| DIRECTIONS |
When a line in the data below includes "clump", pick it out and copy it.

| MATERIAL PROVIDED |
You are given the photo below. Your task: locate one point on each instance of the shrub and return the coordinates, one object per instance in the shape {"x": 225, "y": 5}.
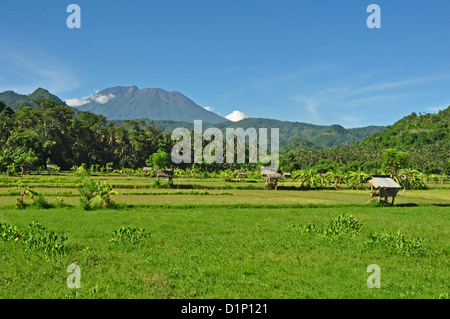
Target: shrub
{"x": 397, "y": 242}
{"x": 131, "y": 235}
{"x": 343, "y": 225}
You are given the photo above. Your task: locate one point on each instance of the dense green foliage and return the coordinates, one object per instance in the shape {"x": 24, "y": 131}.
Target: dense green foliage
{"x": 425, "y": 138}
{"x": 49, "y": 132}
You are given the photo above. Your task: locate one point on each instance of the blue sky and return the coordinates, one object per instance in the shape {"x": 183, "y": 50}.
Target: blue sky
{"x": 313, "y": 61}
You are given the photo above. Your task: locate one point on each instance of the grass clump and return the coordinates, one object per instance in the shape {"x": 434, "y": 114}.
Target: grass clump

* * *

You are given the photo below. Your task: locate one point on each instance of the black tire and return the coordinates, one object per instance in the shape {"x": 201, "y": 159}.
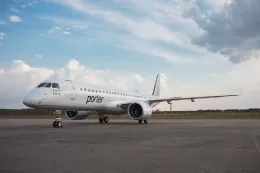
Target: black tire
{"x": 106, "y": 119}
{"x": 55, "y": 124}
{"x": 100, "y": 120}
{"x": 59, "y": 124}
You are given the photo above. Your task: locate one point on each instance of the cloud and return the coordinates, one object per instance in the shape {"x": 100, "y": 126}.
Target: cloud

...

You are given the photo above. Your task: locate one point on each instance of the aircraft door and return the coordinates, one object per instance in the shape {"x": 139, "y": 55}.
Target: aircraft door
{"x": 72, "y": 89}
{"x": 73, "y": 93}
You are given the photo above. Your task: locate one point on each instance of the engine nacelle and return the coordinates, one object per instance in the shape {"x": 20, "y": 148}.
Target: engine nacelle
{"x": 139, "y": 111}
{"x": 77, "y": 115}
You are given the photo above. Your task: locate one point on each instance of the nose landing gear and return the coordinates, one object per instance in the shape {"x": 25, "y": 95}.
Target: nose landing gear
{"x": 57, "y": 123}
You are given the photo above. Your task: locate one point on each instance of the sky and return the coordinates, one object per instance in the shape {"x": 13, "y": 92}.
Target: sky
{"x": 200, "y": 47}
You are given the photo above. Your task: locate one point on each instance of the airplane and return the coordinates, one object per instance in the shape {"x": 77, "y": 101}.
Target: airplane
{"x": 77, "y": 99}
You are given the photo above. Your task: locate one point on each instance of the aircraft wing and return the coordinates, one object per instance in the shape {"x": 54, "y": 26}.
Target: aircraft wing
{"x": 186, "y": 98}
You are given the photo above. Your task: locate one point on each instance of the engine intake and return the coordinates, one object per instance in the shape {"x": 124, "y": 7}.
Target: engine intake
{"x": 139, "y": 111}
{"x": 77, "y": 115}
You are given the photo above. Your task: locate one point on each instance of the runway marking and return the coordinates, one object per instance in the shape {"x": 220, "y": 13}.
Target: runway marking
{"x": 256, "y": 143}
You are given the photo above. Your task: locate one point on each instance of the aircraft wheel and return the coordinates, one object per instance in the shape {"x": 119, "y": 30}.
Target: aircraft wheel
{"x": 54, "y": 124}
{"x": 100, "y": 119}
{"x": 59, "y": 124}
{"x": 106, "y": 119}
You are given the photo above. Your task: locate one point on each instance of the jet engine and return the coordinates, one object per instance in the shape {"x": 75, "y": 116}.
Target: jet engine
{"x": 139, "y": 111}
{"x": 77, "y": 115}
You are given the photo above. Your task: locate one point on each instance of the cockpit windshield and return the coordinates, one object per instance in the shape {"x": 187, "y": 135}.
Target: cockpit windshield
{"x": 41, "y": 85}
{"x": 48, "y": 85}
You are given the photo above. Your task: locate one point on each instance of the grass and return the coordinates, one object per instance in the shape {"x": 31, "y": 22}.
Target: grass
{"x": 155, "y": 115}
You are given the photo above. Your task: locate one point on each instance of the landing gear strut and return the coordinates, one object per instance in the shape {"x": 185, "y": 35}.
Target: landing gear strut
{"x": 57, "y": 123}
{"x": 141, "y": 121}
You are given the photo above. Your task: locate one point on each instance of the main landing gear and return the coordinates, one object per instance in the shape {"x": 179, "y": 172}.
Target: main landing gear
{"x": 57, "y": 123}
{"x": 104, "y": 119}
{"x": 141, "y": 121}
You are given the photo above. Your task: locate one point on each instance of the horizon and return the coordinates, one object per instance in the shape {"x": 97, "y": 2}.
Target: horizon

| RESULT BELOW |
You are given the photo above. Your task: locate one point on each instance of the grass clump and return the coordinates, one object per instance in the shape {"x": 434, "y": 114}.
Target: grass clump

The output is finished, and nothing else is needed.